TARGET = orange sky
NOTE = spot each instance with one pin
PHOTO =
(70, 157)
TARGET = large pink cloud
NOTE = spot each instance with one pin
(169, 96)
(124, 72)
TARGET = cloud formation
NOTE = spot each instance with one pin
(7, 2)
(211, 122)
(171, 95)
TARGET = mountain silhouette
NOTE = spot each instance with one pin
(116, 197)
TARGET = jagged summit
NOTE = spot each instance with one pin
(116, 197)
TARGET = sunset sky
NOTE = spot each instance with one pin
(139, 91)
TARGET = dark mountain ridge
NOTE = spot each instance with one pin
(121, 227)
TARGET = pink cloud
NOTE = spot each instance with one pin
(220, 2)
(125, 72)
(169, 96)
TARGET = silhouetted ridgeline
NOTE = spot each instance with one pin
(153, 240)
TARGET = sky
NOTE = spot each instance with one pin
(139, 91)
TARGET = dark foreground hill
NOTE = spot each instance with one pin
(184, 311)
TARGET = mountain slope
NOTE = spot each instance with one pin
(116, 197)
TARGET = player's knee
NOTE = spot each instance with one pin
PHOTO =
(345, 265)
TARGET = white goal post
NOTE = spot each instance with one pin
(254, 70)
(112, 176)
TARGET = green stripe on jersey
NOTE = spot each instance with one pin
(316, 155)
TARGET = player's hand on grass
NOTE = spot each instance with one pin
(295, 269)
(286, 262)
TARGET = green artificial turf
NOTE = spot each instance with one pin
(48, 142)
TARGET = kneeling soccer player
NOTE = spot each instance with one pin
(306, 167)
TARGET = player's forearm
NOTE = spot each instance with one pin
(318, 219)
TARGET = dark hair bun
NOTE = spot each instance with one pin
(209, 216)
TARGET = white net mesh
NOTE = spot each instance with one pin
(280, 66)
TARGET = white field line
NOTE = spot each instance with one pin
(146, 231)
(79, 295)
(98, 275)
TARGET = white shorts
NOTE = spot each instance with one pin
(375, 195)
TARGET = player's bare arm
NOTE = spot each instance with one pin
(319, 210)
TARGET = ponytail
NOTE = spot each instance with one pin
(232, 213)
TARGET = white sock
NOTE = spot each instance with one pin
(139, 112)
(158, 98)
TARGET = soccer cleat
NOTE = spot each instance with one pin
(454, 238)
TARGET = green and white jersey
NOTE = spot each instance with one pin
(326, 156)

# # # # #

Rewrite the records from the line with "TARGET = soccer cleat" through the end of the records, both included, keeping the requests, and multiply every coordinate in the answers by 2.4, rounding to whole numbers with halves rounded up.

THE ANSWER
TARGET = soccer cleat
NOTE = spot each instance with one pin
(1090, 571)
TARGET = green and white jersey
NOTE = spot each instance with one pin
(782, 374)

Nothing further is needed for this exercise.